:: Work instructions ::
If a line of the material holds the string "kiwifoto", please copy it.
::: Data shown :::
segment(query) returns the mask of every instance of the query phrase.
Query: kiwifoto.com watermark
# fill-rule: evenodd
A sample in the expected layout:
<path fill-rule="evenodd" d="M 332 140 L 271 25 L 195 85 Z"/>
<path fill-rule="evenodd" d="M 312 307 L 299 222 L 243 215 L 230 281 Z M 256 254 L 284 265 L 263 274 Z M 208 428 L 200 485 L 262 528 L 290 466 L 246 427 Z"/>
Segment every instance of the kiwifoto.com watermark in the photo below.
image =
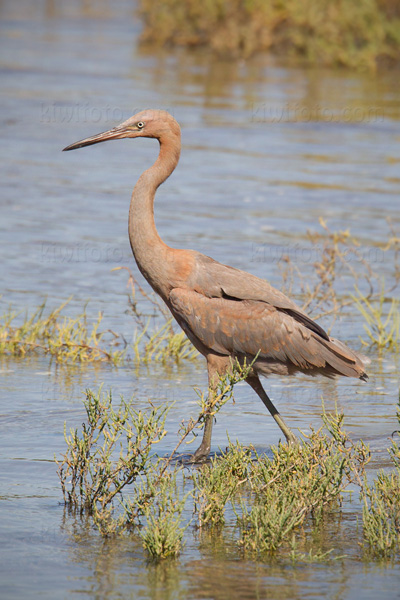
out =
<path fill-rule="evenodd" d="M 279 263 L 290 259 L 292 263 L 300 265 L 313 264 L 321 260 L 322 253 L 322 246 L 251 244 L 250 262 Z M 344 248 L 342 251 L 342 259 L 348 263 L 383 264 L 385 256 L 385 251 L 382 248 L 358 248 L 357 252 L 351 248 L 348 250 Z"/>
<path fill-rule="evenodd" d="M 58 104 L 56 102 L 41 104 L 41 123 L 115 123 L 126 121 L 132 115 L 142 110 L 145 106 L 136 106 L 131 109 L 105 104 L 93 106 L 89 102 L 76 102 L 75 104 Z M 173 116 L 172 107 L 162 107 Z"/>
<path fill-rule="evenodd" d="M 253 123 L 382 123 L 385 120 L 384 110 L 378 106 L 305 106 L 301 102 L 273 105 L 264 102 L 252 104 L 250 112 Z"/>
<path fill-rule="evenodd" d="M 121 264 L 132 259 L 128 249 L 120 246 L 90 243 L 57 244 L 43 243 L 41 245 L 41 261 L 49 263 L 111 263 Z"/>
:::
:: The completed task ::
Query: kiwifoto.com watermark
Segment every instance of the kiwifoto.com watermark in the photo below.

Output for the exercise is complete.